§ **The request**
Can you copy out, unchanged, the lines of the listing below from the line containing "outline crew neckline" through the final line of the listing?

§ **Exercise material**
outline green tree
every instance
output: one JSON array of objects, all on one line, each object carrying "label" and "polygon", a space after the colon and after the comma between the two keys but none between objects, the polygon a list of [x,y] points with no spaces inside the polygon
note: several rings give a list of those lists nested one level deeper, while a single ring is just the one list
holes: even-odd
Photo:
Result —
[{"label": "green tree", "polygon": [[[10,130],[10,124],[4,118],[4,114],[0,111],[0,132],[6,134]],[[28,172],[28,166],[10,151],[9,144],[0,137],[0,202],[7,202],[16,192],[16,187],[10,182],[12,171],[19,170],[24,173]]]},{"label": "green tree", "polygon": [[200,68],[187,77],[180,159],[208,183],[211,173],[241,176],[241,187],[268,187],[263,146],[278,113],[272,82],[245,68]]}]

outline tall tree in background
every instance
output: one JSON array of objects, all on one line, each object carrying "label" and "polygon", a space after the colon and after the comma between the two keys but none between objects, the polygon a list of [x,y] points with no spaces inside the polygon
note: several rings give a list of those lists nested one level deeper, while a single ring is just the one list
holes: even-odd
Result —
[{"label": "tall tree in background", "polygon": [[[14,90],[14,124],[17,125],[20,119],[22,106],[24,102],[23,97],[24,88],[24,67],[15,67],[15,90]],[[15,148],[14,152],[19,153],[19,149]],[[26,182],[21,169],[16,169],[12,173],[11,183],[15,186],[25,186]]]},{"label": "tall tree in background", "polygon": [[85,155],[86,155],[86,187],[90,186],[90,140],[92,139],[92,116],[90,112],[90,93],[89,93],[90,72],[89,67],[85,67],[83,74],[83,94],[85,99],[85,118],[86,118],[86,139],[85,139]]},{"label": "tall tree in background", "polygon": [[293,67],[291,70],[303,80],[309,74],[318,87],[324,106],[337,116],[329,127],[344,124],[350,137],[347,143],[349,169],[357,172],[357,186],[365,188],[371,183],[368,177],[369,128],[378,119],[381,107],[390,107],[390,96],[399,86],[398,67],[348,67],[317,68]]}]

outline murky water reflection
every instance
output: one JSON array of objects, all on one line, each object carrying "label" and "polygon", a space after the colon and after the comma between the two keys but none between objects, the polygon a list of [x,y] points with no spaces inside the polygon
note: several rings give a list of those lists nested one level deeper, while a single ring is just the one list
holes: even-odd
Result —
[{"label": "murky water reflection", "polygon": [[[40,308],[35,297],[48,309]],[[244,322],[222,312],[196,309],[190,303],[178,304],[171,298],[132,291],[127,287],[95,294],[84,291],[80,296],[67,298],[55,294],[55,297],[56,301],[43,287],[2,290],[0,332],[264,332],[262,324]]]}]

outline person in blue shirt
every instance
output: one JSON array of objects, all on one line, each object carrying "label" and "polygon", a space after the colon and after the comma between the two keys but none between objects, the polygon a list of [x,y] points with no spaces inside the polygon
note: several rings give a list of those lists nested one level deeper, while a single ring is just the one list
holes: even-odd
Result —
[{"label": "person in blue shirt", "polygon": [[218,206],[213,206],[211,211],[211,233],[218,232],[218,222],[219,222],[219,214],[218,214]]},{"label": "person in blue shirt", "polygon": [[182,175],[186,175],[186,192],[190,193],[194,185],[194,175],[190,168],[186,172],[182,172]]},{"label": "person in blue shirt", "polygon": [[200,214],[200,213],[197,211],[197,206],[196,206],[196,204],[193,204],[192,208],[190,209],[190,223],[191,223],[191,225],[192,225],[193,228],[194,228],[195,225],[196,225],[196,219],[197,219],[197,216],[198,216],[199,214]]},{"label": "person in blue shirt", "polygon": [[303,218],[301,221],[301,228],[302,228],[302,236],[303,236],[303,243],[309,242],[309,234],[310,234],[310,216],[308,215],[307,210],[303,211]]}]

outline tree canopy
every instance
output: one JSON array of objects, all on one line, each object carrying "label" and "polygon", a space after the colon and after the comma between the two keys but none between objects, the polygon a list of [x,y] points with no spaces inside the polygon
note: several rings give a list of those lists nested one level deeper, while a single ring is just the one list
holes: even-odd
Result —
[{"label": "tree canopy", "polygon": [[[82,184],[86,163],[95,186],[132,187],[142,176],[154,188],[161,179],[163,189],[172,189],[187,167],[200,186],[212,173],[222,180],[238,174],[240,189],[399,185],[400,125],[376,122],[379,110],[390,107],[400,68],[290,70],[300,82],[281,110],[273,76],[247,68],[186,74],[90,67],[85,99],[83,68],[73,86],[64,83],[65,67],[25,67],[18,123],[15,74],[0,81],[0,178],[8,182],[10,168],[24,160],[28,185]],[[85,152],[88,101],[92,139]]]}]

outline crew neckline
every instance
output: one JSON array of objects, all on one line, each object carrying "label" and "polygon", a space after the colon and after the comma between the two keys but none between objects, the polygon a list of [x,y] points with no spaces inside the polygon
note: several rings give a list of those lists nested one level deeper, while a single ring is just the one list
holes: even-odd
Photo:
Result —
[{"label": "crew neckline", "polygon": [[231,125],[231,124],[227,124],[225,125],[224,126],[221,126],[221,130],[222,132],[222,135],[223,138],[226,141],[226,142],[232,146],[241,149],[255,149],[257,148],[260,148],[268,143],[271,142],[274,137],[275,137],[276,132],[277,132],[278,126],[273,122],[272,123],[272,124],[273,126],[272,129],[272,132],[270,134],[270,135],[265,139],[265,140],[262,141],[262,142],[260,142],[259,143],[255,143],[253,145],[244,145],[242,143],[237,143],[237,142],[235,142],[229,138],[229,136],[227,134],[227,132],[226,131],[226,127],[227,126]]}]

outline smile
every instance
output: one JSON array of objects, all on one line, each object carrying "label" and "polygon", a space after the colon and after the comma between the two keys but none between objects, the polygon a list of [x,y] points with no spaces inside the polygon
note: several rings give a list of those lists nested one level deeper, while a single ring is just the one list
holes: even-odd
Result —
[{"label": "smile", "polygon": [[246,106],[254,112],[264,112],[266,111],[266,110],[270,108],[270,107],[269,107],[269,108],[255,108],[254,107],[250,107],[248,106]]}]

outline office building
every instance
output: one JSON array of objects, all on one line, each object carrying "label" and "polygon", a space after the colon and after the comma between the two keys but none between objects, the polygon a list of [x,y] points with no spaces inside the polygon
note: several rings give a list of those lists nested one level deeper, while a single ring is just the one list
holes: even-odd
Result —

§ **Reply to the task**
outline crew neckline
every instance
output: one JSON array of objects, all on one line, each object carrying "label" and "polygon", a space after the colon and after the comma between the two keys but none between objects, the polygon a list of [x,y] points with no spaces inside the polygon
note: several rings give a list of those lists nested one level deeper, while a single ring is just the one list
holes: even-odd
Photo:
Result —
[{"label": "crew neckline", "polygon": [[231,125],[231,124],[227,124],[225,125],[224,126],[221,126],[221,130],[222,132],[222,135],[223,138],[226,141],[226,142],[232,146],[241,149],[255,149],[257,148],[260,148],[268,143],[271,142],[274,137],[275,137],[276,132],[277,132],[278,126],[273,122],[272,123],[272,124],[273,126],[272,129],[272,132],[270,134],[270,135],[265,139],[265,140],[262,141],[262,142],[260,142],[259,143],[255,143],[253,145],[244,145],[242,143],[237,143],[237,142],[235,142],[229,138],[229,136],[227,134],[227,132],[226,131],[226,127],[227,126]]}]

outline smile
every instance
output: one JSON array of objects, all on one line, each object carrying "label" and "polygon", a space after the colon and after the comma between the two keys but none between objects, the polygon a list of [x,y] points with no spaces inside the polygon
note: several rings give a list of those lists nested one level deeper, while a single ring is just the one list
holes: even-odd
Result —
[{"label": "smile", "polygon": [[246,106],[254,112],[264,112],[266,111],[266,110],[270,108],[270,107],[269,107],[269,108],[255,108],[254,107],[250,107],[248,106]]}]

outline office building
every instance
output: one JSON array of objects, all on one line, each object carrying "label" and "polygon", a space after the colon and after the comma between the two keys but none between objects, the polygon a list of [x,y] points with no spaces inside the polygon
note: several rings give a list of those lists nested one level deeper, while a single ring is just the one list
holes: even-odd
Result —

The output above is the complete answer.